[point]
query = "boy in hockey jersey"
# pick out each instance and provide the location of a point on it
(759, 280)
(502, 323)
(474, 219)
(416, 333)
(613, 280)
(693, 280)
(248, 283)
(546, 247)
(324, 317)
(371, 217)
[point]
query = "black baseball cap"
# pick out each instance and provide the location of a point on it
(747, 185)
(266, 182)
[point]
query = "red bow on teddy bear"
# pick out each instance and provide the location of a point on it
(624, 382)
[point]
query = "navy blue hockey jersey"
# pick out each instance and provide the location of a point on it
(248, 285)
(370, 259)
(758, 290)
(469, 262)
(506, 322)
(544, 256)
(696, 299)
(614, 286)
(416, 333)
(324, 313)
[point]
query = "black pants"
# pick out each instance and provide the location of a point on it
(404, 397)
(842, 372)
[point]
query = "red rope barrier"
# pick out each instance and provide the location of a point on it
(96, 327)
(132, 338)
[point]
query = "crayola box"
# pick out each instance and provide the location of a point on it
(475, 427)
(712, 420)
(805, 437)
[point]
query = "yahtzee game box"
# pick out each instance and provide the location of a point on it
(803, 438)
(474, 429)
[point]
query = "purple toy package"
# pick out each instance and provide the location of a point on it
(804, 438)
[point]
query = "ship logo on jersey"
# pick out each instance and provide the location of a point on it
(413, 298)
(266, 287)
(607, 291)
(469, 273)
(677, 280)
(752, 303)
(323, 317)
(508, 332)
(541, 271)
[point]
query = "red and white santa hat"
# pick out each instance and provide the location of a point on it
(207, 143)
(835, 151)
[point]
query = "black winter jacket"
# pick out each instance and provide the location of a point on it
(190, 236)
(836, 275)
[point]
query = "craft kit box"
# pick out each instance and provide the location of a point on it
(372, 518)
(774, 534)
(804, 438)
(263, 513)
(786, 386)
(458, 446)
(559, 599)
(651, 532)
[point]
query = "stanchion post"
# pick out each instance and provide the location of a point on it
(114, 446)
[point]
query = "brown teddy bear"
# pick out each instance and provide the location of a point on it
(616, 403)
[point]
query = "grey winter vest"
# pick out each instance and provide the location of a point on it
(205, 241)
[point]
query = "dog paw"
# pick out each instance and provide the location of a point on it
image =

____________

Please copy every line of the records above that contains the word "winter".

query = "black winter jacket"
query = "grey winter vest"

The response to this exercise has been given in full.